Keeping Your Family Healthy While Staying Inside
We have all been inside way more than usual. And while seeing our kids more is in many ways a blessing, we have to admit—staying cooped up has had its challenges. While Nurture Life’s focus may be on meal delivery, we also know food isn’t the only thing we need to stay happy and healthy during this time. Below, you’ll find some of the strategies that Nurture Life parents are using to keep our families well while stuck inside. From exercises for kids to stimulating educational resources, our list gives a nod to a bit of everything your family needs to stay healthy indoors.
Keeping Our Bodies Healthy and Strong
It’s hard to stay active and maintain your family’s nutritional standards when you have limited opportunities for outside exercise or grocery store runs. But with some creative thinking and a few compromises, it is possible.

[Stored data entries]
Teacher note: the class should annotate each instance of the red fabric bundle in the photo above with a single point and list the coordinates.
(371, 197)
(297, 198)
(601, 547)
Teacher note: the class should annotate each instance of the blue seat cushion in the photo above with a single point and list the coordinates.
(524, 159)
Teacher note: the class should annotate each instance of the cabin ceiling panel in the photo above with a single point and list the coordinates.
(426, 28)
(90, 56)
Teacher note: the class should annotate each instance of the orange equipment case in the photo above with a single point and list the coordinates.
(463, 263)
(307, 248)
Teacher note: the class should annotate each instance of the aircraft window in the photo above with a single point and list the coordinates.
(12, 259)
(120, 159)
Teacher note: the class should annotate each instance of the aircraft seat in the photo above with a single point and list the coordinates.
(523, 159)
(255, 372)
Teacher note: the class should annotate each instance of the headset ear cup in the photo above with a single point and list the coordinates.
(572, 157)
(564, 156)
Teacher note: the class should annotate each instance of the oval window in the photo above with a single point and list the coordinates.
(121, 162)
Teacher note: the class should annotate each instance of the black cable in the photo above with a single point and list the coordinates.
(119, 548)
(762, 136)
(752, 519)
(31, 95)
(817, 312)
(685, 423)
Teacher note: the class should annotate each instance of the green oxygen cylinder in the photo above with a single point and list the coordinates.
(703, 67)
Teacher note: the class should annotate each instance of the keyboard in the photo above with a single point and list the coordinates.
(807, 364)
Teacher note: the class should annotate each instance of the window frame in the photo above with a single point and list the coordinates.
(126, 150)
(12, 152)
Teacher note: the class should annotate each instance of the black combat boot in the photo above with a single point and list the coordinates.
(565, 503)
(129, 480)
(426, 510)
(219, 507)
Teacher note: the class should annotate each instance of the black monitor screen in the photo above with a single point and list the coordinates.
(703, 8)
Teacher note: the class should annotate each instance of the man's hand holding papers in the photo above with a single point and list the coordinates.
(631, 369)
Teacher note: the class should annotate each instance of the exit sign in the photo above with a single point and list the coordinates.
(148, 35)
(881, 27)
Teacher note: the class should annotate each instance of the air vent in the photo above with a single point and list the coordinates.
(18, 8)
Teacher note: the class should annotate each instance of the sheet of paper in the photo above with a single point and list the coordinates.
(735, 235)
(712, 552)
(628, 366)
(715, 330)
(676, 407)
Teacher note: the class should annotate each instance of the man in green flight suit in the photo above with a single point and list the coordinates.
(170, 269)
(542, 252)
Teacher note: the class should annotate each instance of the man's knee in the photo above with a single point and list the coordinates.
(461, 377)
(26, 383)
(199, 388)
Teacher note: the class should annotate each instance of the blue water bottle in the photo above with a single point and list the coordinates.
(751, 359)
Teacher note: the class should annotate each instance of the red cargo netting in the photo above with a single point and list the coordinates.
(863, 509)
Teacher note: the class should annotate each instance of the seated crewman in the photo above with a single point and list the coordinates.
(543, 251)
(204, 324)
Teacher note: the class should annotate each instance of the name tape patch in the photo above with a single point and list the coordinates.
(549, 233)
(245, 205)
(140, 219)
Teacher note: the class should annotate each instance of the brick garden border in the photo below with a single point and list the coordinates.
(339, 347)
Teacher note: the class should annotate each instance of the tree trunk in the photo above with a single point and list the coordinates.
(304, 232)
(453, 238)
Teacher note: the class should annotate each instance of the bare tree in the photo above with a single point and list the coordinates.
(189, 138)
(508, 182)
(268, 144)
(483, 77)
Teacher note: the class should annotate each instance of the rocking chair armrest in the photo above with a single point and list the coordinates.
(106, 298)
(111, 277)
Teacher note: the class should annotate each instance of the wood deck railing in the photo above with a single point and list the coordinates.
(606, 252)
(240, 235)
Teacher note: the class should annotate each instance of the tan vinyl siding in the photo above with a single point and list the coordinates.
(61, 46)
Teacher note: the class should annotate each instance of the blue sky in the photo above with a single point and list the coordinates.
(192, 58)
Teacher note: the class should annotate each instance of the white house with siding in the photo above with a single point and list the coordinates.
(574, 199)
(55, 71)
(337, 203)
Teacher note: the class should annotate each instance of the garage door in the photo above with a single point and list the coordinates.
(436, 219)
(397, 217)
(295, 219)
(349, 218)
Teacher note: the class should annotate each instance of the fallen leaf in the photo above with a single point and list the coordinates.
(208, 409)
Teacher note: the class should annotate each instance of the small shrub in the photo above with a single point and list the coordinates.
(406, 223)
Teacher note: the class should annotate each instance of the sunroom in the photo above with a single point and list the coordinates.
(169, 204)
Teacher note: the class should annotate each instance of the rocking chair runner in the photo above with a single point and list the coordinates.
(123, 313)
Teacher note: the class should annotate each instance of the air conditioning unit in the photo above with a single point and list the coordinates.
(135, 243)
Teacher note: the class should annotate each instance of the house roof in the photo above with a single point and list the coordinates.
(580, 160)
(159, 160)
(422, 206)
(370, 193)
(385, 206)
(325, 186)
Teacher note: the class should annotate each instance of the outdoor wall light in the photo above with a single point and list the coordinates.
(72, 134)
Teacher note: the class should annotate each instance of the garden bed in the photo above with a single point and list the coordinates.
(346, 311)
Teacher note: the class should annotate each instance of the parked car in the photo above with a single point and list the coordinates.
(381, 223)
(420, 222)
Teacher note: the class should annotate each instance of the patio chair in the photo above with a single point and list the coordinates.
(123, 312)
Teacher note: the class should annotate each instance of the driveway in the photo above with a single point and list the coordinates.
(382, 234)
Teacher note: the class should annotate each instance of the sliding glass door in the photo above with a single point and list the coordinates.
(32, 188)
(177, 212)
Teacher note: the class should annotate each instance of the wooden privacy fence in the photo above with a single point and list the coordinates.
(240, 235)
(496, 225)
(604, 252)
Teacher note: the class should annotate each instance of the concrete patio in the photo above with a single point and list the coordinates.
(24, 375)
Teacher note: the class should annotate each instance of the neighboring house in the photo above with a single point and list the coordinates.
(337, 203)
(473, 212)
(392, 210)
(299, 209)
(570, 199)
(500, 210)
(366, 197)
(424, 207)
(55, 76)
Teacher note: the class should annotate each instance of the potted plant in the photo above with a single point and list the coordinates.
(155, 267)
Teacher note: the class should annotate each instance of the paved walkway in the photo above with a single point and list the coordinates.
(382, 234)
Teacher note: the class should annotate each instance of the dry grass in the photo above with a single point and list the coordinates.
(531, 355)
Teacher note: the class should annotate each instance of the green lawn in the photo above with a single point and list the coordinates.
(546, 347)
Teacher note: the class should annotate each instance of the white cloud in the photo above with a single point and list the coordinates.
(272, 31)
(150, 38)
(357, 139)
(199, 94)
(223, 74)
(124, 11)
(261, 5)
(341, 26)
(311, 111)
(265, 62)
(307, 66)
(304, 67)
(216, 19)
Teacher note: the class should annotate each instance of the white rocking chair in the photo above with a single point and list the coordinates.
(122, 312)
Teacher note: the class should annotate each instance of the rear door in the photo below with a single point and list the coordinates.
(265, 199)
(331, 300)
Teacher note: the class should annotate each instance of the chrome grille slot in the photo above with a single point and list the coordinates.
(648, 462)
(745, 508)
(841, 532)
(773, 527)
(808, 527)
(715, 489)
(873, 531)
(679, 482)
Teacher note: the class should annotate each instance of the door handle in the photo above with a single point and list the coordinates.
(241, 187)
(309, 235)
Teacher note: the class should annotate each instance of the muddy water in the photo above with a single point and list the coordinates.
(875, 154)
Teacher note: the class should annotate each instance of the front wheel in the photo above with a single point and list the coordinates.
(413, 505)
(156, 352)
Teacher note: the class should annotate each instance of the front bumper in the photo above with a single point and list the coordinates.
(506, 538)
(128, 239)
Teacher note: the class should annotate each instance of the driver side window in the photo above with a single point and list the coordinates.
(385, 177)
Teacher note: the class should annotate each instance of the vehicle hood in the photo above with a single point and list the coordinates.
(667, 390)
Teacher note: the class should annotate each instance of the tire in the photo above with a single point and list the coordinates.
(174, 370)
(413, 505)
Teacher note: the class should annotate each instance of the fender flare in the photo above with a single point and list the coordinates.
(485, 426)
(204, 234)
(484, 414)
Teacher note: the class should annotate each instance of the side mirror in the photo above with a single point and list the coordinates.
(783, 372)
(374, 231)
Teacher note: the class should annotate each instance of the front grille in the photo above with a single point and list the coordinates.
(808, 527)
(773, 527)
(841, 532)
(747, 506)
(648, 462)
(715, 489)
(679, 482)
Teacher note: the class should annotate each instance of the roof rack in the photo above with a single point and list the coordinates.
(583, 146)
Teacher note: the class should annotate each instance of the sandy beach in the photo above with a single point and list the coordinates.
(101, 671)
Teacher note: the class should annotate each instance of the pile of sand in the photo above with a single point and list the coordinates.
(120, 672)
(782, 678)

— Problems to solve —
• a. What does the family health article say Nurture Life focuses on?
• b. Copy the passage of the family health article that starts at "Keeping Our Bodies" and ends at "it is possible.".
• c. Extend the family health article, picking up right after its last sentence.

— Answers to the exercises —
• a. Meal delivery.

• b.
Keeping Our Bodies Healthy and Strong
It’s hard to stay active and maintain your family’s nutritional standards when you have limited opportunities for outside exercise or grocery store runs. But with some creative thinking and a few compromises, it is possible.

• c.
Get Moving Through Family Exercise
There are lots of fun ways to exercise at home. Choose one that your kids enjoy and give it an official spot on your new daily schedule.
Join an Exercise Livestream.
To encourage social distancing, tons of fitness centers are offering free livestreams (or free pre-recorded videos) that focus on at-home exercises with minimal equipment. Some offer exercises for kids specifically, while some require more supervision and/or creative adaptation:
- YMCA 360 – free on-demand exercise videos, including youth classes
- Cosmic Kids Yoga – free videos combining nursery rhymes, cartoons and yoga
- Disney Family – kid-friendly exercise videos inspired by Mulan, Moana, The Incredibles and more
- Orangetheory – new workout videos uploaded daily
Host a Family Olympics.
Indoor or backyard family tournaments can add some friendly competition to your exercise for kids at home:
- Arthur from PBS Kids suggests entertaining activities for younger kids, including indoor balloon volleyball and one-footed balancing.
- Older kids may enjoy more difficult but still kid-friendly bodyweight exercises, which offer plenty of opportunity for competition. Try “first to 100 sit-ups” or “longest superman pose.” (Capes optional.)
Film a Family TV Show.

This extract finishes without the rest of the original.